▸ DATA SECTION
####################
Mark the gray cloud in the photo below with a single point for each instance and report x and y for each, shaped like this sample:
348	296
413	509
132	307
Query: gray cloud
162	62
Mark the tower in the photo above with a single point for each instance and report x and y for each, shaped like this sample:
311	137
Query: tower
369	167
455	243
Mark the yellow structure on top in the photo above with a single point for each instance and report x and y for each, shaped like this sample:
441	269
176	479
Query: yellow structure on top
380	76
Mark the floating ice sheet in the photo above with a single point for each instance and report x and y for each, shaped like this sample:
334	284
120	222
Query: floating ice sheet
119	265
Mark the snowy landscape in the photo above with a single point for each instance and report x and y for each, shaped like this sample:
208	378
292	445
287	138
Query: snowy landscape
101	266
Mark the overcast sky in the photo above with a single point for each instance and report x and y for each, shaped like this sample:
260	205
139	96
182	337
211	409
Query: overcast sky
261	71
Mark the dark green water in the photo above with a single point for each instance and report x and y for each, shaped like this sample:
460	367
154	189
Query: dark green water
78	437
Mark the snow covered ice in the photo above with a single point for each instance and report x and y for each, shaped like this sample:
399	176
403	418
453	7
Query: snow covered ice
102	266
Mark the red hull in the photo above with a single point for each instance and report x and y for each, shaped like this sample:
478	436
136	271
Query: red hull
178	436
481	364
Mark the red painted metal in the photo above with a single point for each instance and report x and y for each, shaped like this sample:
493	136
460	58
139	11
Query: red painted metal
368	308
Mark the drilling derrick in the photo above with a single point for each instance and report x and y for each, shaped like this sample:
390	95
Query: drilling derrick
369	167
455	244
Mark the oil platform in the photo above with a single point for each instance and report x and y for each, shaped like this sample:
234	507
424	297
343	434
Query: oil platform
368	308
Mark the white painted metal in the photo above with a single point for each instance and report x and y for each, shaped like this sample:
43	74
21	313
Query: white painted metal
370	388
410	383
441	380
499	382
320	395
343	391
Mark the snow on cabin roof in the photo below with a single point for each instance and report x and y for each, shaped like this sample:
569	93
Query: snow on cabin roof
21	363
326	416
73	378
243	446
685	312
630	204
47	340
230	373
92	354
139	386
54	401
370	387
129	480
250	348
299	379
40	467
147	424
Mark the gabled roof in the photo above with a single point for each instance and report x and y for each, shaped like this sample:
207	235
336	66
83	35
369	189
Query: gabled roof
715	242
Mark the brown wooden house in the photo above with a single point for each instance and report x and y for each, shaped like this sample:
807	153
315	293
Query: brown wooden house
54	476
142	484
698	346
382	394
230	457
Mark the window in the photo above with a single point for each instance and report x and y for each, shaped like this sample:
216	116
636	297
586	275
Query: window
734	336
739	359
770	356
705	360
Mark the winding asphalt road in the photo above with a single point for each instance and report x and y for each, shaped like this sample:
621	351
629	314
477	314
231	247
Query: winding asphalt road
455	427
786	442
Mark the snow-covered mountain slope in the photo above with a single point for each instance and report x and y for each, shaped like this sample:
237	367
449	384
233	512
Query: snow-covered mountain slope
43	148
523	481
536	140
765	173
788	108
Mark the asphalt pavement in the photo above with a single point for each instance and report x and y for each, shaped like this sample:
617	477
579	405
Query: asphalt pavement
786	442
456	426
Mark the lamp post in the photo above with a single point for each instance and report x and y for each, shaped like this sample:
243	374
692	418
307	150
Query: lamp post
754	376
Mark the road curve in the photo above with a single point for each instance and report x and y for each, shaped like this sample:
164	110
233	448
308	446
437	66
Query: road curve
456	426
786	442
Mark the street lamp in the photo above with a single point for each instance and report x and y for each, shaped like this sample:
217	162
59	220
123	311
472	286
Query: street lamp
####################
▸ AIM OF THE EXERCISE
Restate every record exactly, leaving nothing out.

▸ OUTPUT
Mark the gray cloud in the photo below with a single point for each instance and report x and y for each, shaped like this sample:
348	296
413	509
132	307
Query: gray cloud
162	62
Mark the tower in the photo above with a single point for each instance and report x and y for each, shaped like this sample:
311	137
Query: tower
369	167
455	243
Mark the yellow structure on top in the photo above with a single point for each instance and report x and y for each, shaped like this sample:
441	269
176	479
Query: yellow structure on top
380	76
Mark the floating ice sheet in the photo above with a single point for each instance and report x and y for each, shaped like this sample:
334	284
120	222
Query: floating ice sheet
119	265
Mark the snowy landscape in the photo above with a single point for each instance and report x and y for each, shaped like this sample:
208	378
292	445
287	138
Query: snowy landscape
101	266
Mark the overcast sky in the photo above with a single point for each instance and report x and y for each, shaped like this sample:
260	205
139	96
182	337
211	409
Query: overcast sky
261	71
Mark the dark green water in the photo above with a single point for each instance and report x and y for each, shaped like this sample:
460	367
154	189
Query: dark green water
78	437
Mark the snow covered ice in the photo above with a single point for each instance and report x and y for each, shaped like this sample:
399	176
403	418
453	7
Query: snow covered ice
102	266
Mark the red hull in the photo above with a single point for each instance and report x and y for each, shaped like this sample:
478	436
136	271
Query: red hull
178	436
481	364
Mark the red painted metal in the photo above with a single point for each instance and report x and y for each, shaped like this sample:
493	136
460	58
139	11
Query: red painted metal
368	308
Mark the drilling derrick in the photo above with a single point for each instance and report x and y for each, shaped like this sample:
390	95
Query: drilling derrick
369	167
455	244
Mark the oil platform in the photo above with a single point for each instance and report x and y for each, shaped like this sample:
234	507
424	297
343	434
Query: oil platform
368	308
Mark the white painted metal in the photo above with a single point for each instance and report x and y for each, shaped like this sample:
43	74
21	313
Query: white painted metal
370	388
410	383
441	380
499	382
320	395
343	391
Mark the snow on cabin roof in the photo below with a single point for each instance and report x and y for each, shaped like this sample:
569	93
Query: snow on cabin roof
21	363
326	416
73	378
243	446
685	312
630	204
47	340
230	373
92	354
139	386
54	401
370	387
129	480
250	348
299	379
40	467
147	424
Mark the gabled roof in the photo above with a single point for each instance and report x and y for each, shaped like this sample:
207	235
336	66
83	35
369	189
Query: gabled roof
715	242
Mark the brown wooden house in the photo above with a single point for each instance and report x and y for each, shaped like this sample:
807	153
315	293
Query: brown wooden house
54	476
142	484
698	346
382	394
230	457
Mark the window in the photo above with a single point for each instance and report x and y for each, shaped like this sample:
216	116
636	297
586	275
Query: window
734	336
739	359
770	356
705	360
Mark the winding asphalt road in the photo above with a single point for each instance and report x and y for each, shaped like this sample:
621	351
629	314
477	314
231	247
Query: winding asphalt road
455	427
786	442
Mark the snow-covered mountain slope in the photo above with a single point for each instance and report x and y for each, shaped like this sample:
237	367
449	384
233	512
Query: snow-covered mountain slope
43	148
523	481
536	140
765	173
788	108
Mark the asphalt pavement in the photo above with a single point for each instance and report x and y for each, shaped like this sample:
617	477
579	405
Query: asphalt pavement
786	442
456	426
Mark the lamp post in the photo above with a single point for each instance and report x and y for each, shaped like this sample:
243	374
692	418
307	150
Query: lamp post
754	376
Mark the road curve in the photo above with a single point for each instance and report x and y for each, shaped like this sample:
164	110
233	448
308	446
437	66
Query: road curve
456	426
786	442
Mark the street lamp in the photo above with a single point for each instance and report x and y for each, shaped like this sample:
217	162
59	220
123	311
472	286
Query: street lamp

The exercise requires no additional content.